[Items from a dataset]

━━━━━━━━━━━━━━━━━━━━━━━━━━━━━━

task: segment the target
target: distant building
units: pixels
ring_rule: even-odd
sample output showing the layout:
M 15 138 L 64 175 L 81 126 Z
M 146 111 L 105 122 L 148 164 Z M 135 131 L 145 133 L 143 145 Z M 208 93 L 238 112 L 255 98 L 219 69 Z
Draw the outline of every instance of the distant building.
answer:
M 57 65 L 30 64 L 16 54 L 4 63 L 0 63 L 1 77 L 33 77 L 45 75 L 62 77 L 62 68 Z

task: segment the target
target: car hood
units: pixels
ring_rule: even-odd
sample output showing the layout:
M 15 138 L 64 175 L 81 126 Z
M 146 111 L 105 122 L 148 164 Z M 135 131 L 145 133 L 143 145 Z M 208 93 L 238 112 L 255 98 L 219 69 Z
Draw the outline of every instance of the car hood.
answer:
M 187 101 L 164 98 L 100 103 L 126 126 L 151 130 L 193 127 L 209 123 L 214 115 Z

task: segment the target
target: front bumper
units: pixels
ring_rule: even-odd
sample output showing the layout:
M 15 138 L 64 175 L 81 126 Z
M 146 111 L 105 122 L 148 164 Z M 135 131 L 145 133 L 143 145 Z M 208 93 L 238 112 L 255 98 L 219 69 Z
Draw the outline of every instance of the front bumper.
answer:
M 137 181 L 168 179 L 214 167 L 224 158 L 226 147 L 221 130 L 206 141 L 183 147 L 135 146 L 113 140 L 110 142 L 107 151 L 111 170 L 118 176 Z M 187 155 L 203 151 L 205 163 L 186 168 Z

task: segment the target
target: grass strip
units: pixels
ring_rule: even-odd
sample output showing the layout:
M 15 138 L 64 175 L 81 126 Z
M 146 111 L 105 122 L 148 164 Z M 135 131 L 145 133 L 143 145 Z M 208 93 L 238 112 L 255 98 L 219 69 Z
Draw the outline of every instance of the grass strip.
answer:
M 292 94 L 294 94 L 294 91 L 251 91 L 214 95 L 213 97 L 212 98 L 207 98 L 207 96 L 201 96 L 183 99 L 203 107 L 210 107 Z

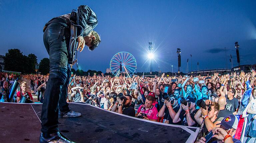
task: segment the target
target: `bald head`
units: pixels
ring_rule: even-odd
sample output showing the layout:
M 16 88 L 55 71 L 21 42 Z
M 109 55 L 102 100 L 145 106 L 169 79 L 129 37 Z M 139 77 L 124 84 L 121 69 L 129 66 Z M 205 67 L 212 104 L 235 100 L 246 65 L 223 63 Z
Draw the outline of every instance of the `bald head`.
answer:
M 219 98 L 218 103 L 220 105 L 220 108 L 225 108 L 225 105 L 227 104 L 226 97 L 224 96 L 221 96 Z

━━━━━━━━━━━━━━━━━━━━━━━━━━━━━━

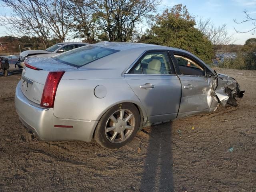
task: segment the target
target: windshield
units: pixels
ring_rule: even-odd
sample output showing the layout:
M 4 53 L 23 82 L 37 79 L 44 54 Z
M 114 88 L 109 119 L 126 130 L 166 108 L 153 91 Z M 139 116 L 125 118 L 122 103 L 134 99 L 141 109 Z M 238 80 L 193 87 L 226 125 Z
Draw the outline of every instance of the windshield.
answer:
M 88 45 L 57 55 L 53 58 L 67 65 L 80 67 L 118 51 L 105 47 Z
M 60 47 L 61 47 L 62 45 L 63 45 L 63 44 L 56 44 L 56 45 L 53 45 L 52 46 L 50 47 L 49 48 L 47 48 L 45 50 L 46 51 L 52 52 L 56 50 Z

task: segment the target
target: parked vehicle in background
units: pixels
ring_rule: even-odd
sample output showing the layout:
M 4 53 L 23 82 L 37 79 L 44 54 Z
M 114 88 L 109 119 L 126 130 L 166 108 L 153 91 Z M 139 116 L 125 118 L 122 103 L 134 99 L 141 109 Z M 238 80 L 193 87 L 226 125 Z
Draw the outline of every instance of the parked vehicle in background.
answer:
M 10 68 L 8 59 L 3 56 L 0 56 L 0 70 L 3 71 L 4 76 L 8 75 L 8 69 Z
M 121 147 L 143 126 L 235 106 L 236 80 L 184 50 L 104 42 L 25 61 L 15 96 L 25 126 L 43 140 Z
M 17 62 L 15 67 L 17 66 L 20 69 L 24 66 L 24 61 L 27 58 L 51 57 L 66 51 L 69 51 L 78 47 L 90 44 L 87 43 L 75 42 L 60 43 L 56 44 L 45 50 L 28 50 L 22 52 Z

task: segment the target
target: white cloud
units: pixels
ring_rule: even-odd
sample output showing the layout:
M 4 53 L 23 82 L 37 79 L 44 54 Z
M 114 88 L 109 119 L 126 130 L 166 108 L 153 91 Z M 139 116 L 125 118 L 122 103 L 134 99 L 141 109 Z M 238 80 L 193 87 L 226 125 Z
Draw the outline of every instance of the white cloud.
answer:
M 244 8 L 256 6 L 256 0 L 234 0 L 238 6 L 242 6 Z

━━━━━━━━━━━━━━━━━━━━━━━━━━━━━━

Gather every line of the records above that contains the word "Draw", and copy each of those lines in full.

COMPLETED TASK:
Draw the outline of every instance of the distant building.
Draw the outline of every instance of the car hood.
Draw the outline of every instance of the front bumper.
Draw the outline of every instance of the grass strip.
Draw the outline of every instance of the `bald head`.
Draw the outline of every instance of the windshield.
Draw the outline of every instance of the parked vehicle in background.
Draw the outline of every instance of the white cloud.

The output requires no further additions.